◆ Exercise requirements
A verbatim copy of the records is required, with all pictures left out.
━━━ Record excerpts ━━━
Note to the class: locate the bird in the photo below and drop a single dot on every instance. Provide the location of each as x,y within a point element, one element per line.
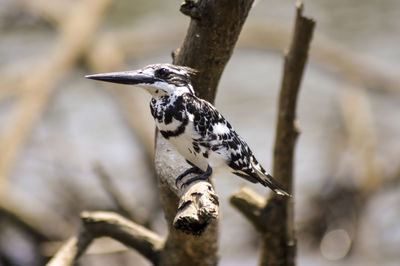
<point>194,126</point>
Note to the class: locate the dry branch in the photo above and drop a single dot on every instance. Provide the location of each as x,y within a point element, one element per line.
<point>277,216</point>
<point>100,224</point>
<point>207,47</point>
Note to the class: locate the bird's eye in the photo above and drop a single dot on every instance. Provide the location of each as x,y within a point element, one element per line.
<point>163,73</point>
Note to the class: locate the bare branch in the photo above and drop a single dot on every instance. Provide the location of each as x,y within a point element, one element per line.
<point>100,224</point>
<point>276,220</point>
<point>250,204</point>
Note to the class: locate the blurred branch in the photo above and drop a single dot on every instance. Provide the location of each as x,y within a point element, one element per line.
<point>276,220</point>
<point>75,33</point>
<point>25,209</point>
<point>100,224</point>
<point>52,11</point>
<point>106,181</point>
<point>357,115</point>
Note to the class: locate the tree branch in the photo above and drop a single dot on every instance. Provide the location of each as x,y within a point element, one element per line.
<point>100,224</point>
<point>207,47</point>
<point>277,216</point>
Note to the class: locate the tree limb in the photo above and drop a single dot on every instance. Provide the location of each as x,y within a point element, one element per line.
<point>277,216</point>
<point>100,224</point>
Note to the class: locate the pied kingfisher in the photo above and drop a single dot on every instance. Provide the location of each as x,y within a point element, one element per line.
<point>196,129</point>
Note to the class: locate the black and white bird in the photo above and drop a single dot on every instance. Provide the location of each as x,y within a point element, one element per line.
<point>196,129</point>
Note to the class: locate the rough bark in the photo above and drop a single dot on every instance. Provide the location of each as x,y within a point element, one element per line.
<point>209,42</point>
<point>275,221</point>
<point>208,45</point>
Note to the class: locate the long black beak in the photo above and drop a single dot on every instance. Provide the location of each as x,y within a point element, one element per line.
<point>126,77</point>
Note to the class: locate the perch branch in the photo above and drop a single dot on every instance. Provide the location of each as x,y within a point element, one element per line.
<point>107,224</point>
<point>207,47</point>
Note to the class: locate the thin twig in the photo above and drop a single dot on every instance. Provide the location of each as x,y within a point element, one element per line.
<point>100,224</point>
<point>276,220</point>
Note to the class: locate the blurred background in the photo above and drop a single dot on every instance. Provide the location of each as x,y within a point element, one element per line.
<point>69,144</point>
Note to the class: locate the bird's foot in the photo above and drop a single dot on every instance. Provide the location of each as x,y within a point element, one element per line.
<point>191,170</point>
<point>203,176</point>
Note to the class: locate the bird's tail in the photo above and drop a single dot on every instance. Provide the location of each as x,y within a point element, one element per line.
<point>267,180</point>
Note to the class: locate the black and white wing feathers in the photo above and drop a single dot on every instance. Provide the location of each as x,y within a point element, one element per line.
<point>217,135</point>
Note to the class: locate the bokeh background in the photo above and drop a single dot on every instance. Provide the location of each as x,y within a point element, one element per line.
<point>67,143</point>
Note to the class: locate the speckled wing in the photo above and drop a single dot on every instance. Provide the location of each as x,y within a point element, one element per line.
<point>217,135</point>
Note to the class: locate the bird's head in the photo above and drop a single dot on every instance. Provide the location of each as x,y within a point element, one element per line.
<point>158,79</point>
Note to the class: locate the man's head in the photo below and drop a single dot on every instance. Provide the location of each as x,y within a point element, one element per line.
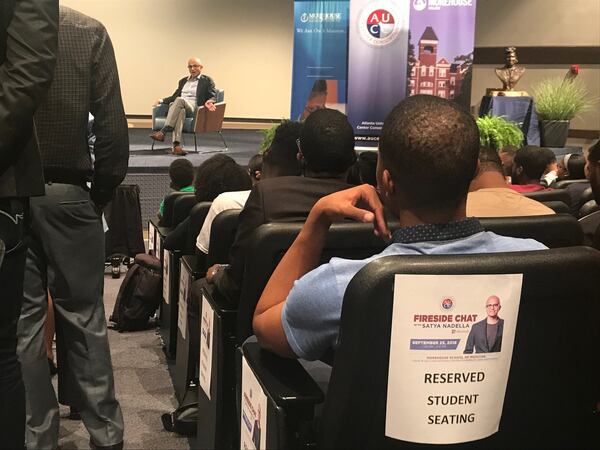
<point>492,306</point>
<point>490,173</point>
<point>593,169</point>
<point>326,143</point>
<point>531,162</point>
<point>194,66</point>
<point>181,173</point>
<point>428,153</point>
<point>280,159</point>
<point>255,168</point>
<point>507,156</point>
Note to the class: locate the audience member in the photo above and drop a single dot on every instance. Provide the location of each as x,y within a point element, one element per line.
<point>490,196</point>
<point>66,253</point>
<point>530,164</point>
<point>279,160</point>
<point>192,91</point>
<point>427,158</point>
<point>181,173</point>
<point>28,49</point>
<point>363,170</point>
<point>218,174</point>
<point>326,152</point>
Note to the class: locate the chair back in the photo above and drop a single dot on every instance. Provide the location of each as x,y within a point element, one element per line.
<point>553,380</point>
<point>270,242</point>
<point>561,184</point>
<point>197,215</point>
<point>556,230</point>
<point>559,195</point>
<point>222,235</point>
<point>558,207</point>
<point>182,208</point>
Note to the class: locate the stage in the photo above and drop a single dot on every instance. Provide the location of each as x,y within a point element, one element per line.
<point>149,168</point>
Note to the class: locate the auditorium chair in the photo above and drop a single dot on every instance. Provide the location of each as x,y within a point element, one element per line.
━━━
◆ Response area
Note to the class: locate the bird in the photo below and drop a single dot on every instance. Provide the location of each as x,y within a point element, one element per line.
<point>194,126</point>
Note to the class: locate the dry branch in the photo above and drop a single dot on every instance. Provide the location of each as x,y within a point element, one element per line.
<point>277,216</point>
<point>100,224</point>
<point>207,47</point>
Note to the class: locate the bird's eye in the photo above and drop a single dot on every instance. Provide the location of each as x,y within a point element, one element per line.
<point>163,73</point>
Note to the class: locate the bare branch in the photo above and drop a single dot on every instance. Provide the location of each as x,y within a point element, one element per line.
<point>100,224</point>
<point>276,220</point>
<point>250,204</point>
Note to the class: locate the blurred branch in the photo above and drop a single dot on every instance. Provide the location of each as x,y within a point element, one element per line.
<point>276,220</point>
<point>75,33</point>
<point>25,209</point>
<point>100,224</point>
<point>52,11</point>
<point>106,181</point>
<point>357,115</point>
Note to the class: locate the tree branch in the photo above and drop a single dot on every instance. Provide the location of each as x,y within a point element, one element per line.
<point>100,224</point>
<point>207,47</point>
<point>277,216</point>
Note to the class: locate the tree limb in the photo above and drop a single dot on every instance. Provide the location of each as x,y within a point element, one element per line.
<point>277,216</point>
<point>100,224</point>
Note to the class: locate the pied kingfisher in the photo above and drop a single dot on every instance. Provide the location of each as x,y within a point element, one element per line.
<point>196,129</point>
Note to the class: locate the black and white bird in the photo above and drop a single dot on every instance. Provide the location of each as x,y within a point element, one element per line.
<point>196,129</point>
Note to the class: locate the rough bark in the photo above and drop a single dot on every instance. Provide the location of each as x,y within a point element, one element per line.
<point>209,42</point>
<point>275,221</point>
<point>208,45</point>
Note to the class: locate the long black beak in the photo above and drop a single dot on every instance. Provide the location of each as x,y within a point element, one element per line.
<point>126,77</point>
Note to the class: locate the perch branch in the photo above and drop a single dot on every instance. Provide the location of each as x,y within a point element, one element per line.
<point>107,224</point>
<point>207,47</point>
Note to the class: locate the thin twig in the photo above and drop a single dot on every instance. Provide the location of each as x,y within a point element, one element per line.
<point>100,224</point>
<point>276,220</point>
Note to the class: locate the blurred background in the photo above and drop a single dot on every instance. Provide the location of each as x,y within a point element, one element per line.
<point>69,144</point>
Note to the class: locate the bird's foot in the photo above and drop a single dot on every instance. Provide the location of each as x,y within a point element, one element per line.
<point>191,170</point>
<point>203,176</point>
Note to the class: locate the bird's tail in the photo above and drop a single dot on every instance. Provide the location of each as x,y within a point element, one element per line.
<point>267,180</point>
Note to the class: locate the black and white wing feathers in the photo above and drop a single dot on every instance. Provide the location of each as x,y within a point element, one element per line.
<point>217,135</point>
Note to the class: locate the bokeh background in the photo above and drop a single dot on every instance. Provide the location of each as x,y within a point element, one element per line.
<point>67,143</point>
Note to the class: locate the speckled wing in the photo above and drop a single dot on every instance. Provide the location of each as x,y within a point element, one element per line.
<point>217,135</point>
Note to the class: locate the bird's head in the photo above and drop a single dot on every instance. Provide the location of each as x,y within a point element, one element per line.
<point>158,79</point>
Note to the class: locate the man's head in the photo below and drop a single dot on every instance. Provide the location of each as x,y within a point element, one element per line.
<point>492,306</point>
<point>490,173</point>
<point>593,169</point>
<point>326,143</point>
<point>531,162</point>
<point>194,66</point>
<point>181,173</point>
<point>428,153</point>
<point>280,159</point>
<point>255,168</point>
<point>507,156</point>
Note to the class: locate the audience member in the photo above and drop a single dot on every instance. Provide the location of each as x,y within a point element, one element per line.
<point>490,196</point>
<point>66,253</point>
<point>530,164</point>
<point>279,160</point>
<point>192,91</point>
<point>427,158</point>
<point>181,173</point>
<point>28,49</point>
<point>363,170</point>
<point>218,174</point>
<point>326,152</point>
Note to the class: locate the chair back in the photo above and drop a single dot on every instance. Provide the location of each as x,y within a point element, one element per line.
<point>553,380</point>
<point>270,242</point>
<point>561,184</point>
<point>197,215</point>
<point>556,230</point>
<point>559,195</point>
<point>222,235</point>
<point>558,207</point>
<point>182,208</point>
Note to the class: locate the stage in the photo above and drop a single dot on every instance. Provide the location of each as x,y within a point element, one element per line.
<point>149,168</point>
Note to the class: locate the auditorium chair in the photo above and drop a single dot on every instance. Provide the location of each as x,y within a point element, one element per line.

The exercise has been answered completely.